Exercise brief: Pick out every line of the data below that contains the string "path" and copy each one. Case counts.
--- Extracted information ---
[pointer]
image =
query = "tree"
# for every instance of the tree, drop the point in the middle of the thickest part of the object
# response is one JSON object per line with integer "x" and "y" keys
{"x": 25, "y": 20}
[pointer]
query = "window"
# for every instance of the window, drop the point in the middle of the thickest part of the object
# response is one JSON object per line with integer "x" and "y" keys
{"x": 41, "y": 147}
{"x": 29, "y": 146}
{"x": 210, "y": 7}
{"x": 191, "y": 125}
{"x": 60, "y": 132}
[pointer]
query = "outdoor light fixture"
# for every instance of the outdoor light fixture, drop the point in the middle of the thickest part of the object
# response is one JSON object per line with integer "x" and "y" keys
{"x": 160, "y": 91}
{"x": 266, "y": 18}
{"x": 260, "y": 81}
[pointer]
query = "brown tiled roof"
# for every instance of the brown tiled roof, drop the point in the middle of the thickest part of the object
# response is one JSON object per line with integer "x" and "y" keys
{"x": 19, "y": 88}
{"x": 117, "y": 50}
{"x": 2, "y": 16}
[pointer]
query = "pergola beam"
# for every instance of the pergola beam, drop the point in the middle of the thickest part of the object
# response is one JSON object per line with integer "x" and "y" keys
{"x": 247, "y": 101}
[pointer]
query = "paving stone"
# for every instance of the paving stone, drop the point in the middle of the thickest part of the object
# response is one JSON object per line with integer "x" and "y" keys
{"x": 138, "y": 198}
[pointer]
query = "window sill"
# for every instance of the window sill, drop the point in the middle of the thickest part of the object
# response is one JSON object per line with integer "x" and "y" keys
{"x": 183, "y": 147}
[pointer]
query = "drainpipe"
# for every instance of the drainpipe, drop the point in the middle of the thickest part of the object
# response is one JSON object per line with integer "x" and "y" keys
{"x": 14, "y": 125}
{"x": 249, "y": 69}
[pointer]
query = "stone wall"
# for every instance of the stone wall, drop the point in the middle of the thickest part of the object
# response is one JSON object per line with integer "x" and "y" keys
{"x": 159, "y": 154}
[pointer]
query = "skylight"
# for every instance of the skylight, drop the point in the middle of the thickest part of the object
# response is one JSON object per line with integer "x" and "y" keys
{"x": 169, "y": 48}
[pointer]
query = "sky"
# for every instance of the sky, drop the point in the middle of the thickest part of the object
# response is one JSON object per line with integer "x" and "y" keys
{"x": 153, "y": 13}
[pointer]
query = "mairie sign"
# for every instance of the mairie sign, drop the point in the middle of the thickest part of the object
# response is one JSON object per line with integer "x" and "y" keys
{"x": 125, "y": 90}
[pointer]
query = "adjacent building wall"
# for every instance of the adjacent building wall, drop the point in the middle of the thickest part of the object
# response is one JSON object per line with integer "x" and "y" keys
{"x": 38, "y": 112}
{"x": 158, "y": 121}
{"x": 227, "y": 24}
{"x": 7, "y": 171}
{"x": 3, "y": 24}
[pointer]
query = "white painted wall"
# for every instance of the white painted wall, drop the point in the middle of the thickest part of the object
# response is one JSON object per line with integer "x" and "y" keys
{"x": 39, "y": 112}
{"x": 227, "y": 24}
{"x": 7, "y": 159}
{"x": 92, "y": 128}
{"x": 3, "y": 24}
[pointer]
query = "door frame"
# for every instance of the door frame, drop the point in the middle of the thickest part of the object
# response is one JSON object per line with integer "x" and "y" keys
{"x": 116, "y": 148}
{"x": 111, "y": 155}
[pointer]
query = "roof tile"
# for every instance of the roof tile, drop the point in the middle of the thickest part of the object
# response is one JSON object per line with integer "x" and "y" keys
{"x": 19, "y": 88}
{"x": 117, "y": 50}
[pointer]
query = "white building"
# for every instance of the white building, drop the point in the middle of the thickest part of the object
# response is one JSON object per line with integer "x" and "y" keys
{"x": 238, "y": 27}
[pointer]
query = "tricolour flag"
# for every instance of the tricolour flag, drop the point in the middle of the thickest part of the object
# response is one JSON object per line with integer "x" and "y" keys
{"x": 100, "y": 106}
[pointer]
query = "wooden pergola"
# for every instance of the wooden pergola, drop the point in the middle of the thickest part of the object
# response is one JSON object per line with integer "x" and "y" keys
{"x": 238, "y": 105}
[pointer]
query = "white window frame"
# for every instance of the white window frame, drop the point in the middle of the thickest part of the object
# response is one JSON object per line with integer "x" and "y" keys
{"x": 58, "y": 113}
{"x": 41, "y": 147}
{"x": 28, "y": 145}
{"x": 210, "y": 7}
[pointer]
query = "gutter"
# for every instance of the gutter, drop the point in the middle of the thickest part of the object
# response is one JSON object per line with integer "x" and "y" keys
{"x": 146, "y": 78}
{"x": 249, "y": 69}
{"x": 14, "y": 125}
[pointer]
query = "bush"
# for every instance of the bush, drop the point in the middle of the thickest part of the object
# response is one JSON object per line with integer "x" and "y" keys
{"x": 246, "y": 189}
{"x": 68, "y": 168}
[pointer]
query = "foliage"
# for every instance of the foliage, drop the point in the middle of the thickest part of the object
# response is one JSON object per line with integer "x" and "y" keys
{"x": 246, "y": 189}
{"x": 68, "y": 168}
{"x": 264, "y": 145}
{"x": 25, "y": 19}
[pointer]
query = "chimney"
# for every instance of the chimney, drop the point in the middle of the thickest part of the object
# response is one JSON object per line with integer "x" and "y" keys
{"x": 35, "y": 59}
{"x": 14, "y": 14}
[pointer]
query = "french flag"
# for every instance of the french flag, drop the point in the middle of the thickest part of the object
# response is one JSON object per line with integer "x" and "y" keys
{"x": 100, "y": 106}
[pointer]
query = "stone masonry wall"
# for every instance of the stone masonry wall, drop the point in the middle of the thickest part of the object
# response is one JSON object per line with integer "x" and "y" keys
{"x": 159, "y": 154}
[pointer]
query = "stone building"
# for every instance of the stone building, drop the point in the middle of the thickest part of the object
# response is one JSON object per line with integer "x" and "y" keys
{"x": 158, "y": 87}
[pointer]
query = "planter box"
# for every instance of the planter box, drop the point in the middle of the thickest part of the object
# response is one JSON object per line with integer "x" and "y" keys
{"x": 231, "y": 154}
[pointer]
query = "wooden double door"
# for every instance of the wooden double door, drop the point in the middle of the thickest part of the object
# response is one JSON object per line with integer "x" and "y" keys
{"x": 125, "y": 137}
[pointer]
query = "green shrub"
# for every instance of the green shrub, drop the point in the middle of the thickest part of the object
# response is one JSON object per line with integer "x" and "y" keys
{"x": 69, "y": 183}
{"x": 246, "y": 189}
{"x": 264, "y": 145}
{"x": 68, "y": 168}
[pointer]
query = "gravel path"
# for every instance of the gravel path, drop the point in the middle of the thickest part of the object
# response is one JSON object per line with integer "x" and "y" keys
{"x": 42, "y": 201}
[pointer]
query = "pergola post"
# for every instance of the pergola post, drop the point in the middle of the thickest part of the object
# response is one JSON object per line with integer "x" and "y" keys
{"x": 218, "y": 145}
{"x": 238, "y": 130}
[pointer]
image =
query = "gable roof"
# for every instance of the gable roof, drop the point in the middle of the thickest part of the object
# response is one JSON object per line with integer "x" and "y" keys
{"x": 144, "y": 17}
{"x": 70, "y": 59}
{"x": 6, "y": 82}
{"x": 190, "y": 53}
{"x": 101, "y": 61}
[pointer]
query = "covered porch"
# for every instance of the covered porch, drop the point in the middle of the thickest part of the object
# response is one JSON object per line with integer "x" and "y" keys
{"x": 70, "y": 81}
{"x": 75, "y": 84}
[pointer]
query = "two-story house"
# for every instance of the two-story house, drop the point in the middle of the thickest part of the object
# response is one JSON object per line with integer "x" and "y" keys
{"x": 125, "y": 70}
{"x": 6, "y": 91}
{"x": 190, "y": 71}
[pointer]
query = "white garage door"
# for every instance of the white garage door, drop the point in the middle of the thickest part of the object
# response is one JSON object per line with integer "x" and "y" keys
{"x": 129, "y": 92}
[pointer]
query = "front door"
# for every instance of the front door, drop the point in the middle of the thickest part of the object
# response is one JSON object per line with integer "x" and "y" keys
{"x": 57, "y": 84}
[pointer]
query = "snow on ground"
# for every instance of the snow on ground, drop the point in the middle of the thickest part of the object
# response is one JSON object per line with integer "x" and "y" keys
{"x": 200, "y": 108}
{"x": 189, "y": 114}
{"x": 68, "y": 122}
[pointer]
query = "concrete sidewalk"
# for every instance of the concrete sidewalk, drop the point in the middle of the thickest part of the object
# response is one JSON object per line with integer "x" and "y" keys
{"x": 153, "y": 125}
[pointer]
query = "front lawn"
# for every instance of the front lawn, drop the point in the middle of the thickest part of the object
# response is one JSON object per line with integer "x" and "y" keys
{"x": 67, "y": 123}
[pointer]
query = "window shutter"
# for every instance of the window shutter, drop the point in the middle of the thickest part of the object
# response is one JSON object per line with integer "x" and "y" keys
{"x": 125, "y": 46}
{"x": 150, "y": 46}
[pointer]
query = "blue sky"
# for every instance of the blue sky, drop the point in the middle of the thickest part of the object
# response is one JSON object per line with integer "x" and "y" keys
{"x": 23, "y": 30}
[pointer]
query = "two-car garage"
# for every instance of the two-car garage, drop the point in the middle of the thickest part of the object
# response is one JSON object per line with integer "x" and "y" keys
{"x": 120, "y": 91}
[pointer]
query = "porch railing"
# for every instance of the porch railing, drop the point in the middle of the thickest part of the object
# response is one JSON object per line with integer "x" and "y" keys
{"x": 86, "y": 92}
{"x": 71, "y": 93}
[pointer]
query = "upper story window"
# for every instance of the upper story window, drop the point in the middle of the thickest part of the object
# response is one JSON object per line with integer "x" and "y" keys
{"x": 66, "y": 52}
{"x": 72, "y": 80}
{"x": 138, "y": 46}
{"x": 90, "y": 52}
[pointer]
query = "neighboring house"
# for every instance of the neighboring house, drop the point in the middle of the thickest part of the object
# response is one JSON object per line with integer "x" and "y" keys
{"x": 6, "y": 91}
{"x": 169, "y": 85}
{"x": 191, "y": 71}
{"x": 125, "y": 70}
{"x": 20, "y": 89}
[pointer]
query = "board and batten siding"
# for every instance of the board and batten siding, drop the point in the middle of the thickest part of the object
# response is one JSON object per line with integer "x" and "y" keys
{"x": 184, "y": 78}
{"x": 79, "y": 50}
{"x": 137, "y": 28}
---
The solution:
query = "gravel path"
# for every instance of the gravel path, drop the point in the middle of the thickest part of the object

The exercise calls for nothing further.